#### Task objective
Using the records below, output the stretch that opens with the line containing "Target: paved path" and closes with the line containing "Target: headstone", exactly and including both lines, with nothing more.

━━ Exercise input ━━

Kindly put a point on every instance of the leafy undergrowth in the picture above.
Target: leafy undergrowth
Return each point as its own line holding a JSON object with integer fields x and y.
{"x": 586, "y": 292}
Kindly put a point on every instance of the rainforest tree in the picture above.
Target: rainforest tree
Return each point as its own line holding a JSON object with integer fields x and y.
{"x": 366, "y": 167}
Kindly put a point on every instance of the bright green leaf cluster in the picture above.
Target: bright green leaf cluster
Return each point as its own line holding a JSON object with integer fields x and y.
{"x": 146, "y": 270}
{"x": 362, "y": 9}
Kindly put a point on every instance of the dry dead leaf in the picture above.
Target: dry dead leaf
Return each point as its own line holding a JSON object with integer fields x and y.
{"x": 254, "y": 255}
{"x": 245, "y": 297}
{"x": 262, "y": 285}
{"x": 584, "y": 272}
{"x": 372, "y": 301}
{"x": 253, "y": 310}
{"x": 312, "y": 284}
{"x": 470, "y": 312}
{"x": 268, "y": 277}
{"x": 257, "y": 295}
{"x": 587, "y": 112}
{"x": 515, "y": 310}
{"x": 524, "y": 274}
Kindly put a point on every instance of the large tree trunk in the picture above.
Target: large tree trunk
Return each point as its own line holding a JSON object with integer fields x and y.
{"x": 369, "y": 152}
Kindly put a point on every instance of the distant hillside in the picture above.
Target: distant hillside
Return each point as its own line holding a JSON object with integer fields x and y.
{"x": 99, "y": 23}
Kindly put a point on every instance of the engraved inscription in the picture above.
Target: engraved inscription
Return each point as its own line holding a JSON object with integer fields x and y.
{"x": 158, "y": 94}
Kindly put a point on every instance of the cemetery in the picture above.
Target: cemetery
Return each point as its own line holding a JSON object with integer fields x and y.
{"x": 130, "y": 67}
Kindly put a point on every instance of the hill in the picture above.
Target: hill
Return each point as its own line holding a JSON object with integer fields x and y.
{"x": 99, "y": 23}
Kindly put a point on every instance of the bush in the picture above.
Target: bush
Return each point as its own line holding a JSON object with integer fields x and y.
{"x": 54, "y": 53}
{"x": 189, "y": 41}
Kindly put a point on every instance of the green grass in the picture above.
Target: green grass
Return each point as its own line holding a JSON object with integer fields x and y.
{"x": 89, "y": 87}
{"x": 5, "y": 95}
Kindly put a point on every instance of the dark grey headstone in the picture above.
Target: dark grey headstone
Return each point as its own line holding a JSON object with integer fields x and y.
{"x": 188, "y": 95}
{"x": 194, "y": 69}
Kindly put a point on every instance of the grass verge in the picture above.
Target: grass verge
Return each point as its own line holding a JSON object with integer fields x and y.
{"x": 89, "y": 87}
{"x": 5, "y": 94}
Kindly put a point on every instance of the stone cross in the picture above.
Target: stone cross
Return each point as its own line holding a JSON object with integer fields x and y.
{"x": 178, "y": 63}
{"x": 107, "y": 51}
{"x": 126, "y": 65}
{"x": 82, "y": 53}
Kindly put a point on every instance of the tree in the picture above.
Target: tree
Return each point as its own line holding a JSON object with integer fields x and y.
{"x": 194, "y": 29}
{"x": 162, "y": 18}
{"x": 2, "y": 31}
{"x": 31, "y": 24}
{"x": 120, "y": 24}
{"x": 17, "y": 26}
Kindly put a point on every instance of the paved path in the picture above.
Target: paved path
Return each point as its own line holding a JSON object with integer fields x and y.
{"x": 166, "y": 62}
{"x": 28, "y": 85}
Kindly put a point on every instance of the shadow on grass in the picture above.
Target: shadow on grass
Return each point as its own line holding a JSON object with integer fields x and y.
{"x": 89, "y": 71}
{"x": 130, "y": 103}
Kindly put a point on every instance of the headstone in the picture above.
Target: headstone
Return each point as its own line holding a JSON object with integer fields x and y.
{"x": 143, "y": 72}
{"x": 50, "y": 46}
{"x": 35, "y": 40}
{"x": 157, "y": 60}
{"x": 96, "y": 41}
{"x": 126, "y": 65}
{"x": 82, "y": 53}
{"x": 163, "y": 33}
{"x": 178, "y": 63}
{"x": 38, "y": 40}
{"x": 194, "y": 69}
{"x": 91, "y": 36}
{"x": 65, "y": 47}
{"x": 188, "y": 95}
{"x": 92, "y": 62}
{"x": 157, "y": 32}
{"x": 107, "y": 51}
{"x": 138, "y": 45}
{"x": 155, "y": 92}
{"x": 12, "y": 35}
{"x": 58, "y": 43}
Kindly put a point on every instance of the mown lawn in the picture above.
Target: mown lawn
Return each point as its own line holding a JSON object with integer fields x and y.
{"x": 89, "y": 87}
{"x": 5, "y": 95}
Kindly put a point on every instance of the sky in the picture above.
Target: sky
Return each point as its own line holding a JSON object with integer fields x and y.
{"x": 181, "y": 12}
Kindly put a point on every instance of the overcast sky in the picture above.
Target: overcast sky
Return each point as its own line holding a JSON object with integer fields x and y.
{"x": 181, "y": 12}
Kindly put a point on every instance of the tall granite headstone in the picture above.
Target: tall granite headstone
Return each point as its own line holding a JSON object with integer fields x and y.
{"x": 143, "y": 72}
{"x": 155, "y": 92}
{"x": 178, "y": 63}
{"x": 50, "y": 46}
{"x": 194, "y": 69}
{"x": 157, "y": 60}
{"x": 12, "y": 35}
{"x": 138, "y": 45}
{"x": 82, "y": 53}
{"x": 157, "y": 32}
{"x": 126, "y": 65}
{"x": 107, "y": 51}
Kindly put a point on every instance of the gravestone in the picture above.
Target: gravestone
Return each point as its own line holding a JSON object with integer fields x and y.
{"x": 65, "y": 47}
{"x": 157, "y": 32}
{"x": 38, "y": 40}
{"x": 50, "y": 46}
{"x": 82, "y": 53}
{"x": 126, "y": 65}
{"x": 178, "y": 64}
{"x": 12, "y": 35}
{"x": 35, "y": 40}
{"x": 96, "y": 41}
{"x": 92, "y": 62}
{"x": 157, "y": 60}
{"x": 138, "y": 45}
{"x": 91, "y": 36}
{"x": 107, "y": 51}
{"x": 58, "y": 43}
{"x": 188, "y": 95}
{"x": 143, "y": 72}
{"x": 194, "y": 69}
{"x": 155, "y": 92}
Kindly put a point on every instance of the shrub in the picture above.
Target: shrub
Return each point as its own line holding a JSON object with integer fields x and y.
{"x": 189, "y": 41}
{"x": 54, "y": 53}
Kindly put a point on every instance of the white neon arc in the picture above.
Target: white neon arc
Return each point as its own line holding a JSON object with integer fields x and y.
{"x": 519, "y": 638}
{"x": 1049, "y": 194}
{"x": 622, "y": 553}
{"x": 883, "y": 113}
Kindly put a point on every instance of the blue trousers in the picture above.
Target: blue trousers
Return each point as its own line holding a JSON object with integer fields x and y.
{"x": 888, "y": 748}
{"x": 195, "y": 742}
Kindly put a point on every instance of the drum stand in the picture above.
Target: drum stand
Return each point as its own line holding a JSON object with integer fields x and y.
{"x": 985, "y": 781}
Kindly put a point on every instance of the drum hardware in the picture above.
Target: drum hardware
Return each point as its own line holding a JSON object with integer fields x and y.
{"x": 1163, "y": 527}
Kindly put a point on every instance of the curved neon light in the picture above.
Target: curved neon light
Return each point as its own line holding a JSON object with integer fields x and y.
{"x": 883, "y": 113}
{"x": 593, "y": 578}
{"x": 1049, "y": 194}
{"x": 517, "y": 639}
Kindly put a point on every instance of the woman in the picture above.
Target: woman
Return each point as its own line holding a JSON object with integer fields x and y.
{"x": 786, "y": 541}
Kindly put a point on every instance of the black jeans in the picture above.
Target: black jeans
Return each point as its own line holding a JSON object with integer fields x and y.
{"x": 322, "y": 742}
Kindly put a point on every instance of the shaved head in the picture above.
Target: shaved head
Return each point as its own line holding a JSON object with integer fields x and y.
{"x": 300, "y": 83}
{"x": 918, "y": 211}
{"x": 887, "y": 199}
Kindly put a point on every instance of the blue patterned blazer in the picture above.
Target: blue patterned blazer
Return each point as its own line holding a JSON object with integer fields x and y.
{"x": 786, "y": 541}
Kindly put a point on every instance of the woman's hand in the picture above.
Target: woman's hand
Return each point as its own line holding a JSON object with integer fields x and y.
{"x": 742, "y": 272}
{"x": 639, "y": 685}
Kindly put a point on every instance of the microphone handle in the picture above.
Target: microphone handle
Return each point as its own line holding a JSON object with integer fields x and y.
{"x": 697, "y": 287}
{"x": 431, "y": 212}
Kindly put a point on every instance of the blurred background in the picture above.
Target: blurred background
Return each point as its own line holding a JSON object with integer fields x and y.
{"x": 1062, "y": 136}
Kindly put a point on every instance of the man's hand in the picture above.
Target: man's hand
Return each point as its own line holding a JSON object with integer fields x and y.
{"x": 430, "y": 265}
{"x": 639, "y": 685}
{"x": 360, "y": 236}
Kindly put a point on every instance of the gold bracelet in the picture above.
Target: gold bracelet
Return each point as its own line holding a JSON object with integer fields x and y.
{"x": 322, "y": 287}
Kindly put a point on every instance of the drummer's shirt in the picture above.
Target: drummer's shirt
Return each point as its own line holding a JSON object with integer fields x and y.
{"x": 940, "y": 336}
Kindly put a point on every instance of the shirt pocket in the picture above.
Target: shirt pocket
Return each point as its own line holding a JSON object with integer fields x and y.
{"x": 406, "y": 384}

━━━

#### Task solution
Target: paved path
Return each point as its own line holding a JSON object with integer fields x and y.
{"x": 166, "y": 62}
{"x": 28, "y": 85}
Kindly put a point on every instance of the shadow on grass in the picture above.
Target: shadow on grass
Return each point as its own line holding a JSON object with integer fields x and y.
{"x": 89, "y": 71}
{"x": 130, "y": 103}
Kindly put a point on every instance of the headstone in the picture above.
Target: headstone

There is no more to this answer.